In [1]:
import uproot as urt
import numpy as np

import uproot.behaviors.TBranch as utb

## Obtain binary data of events

In ROOT files, `TTree`, `TBranch` only stores header of event data. It is `TBasket` who stores binary data of all events.

In `uproot`, `TBranch.array()` will call `basket_array()` method of its `Interpretation`, with `TBasket`'s binary data.

Therefore, we can make a pseudo `Interpretation` and intercept basket's binary data coming from `TBranch`.

In [2]:
class MyTestInterpretation(urt.interpretation.Interpretation):
    def final_array(self, basket_arrays, entry_start, entry_stop, entry_offsets, library, branch, options):
        return

    def basket_array(
        self,
        data,
        byte_offsets,
        basket,
        branch,
        context,
        cursor_offset,
        library,
        options,
    ):
        self.data = data
        self.byte_offsets = byte_offsets
        self.basket = basket
        self.branch = branch
        self.context = context
        self.cursor_offset = cursor_offset
        self.library = library
        self.options = options
        raise Exception('stop')
************
[Set task A]
In the uproot notebook, why can a pseudo Interpretation capture a basket's binary data?
************
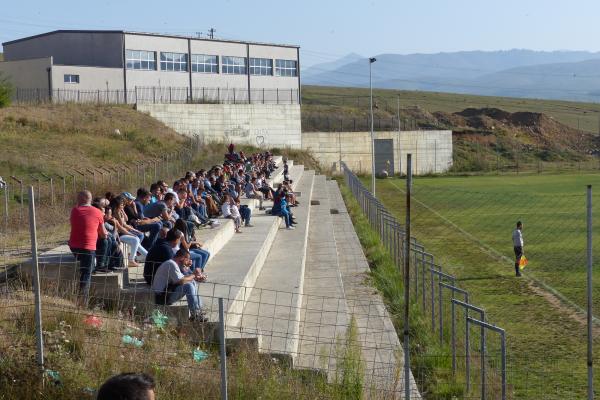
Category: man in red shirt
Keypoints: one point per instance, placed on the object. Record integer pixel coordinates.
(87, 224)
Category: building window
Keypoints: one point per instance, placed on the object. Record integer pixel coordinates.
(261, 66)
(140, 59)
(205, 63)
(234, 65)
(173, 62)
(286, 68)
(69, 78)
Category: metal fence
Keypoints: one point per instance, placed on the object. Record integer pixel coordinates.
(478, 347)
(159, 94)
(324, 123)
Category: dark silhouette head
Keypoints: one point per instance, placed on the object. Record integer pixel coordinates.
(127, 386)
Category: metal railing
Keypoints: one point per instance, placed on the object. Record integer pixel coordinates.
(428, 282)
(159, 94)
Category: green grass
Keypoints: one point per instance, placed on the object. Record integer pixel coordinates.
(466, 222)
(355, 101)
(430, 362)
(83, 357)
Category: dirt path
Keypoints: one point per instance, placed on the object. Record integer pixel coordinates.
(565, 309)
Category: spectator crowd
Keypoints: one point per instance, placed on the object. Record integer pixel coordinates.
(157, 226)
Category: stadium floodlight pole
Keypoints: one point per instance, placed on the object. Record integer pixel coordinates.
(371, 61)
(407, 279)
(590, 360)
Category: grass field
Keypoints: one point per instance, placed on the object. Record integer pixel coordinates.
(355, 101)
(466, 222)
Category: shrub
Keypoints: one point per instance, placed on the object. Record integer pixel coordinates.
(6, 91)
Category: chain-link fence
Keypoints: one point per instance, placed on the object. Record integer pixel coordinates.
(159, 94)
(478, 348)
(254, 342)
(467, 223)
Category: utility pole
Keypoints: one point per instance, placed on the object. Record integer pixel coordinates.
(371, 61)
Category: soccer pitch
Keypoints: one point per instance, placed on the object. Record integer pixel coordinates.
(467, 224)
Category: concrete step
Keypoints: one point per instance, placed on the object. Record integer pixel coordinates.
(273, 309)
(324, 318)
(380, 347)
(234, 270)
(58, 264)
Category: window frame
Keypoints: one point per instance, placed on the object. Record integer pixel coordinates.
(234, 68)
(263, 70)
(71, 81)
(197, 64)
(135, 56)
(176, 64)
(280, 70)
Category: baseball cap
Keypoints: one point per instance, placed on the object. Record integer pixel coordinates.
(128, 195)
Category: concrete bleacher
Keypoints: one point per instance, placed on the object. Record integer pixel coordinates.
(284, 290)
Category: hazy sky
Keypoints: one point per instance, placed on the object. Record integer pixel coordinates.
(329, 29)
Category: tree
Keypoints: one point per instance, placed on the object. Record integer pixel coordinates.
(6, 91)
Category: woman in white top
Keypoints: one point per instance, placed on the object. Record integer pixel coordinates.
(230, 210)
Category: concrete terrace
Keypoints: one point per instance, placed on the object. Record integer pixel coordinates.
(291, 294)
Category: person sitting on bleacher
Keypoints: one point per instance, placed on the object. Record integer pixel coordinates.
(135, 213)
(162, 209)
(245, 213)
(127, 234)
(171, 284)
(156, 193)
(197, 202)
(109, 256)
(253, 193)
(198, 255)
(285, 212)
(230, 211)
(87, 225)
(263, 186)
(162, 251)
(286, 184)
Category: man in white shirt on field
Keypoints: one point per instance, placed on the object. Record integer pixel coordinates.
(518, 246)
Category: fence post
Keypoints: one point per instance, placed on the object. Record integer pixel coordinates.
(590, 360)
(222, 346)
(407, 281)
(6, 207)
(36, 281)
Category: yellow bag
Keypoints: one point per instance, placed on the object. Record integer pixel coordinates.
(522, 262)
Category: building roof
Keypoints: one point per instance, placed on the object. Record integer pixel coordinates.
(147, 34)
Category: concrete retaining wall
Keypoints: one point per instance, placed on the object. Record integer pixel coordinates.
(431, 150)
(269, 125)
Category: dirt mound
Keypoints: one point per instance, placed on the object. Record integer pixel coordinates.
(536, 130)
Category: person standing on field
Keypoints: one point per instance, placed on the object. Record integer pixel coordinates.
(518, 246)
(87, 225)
************
[Set task B]
Update the records from the line with "Category: person standing on field" through the end of the records, replacing "field" with "pitch" and leaving everything else unchanged. Give only those lines.

[Result A]
In ROOT files, TTree and TBranch store only the header of event data, and TBasket stores the binary data of all events. In uproot, TBranch.array() calls the basket_array() method of its Interpretation and passes it TBasket's binary data. A pseudo Interpretation can therefore intercept that data when its basket_array() is called.

[Result B]
Category: person standing on pitch
Keypoints: one point per instance, placed on the object. Record integer pixel coordinates.
(518, 246)
(87, 225)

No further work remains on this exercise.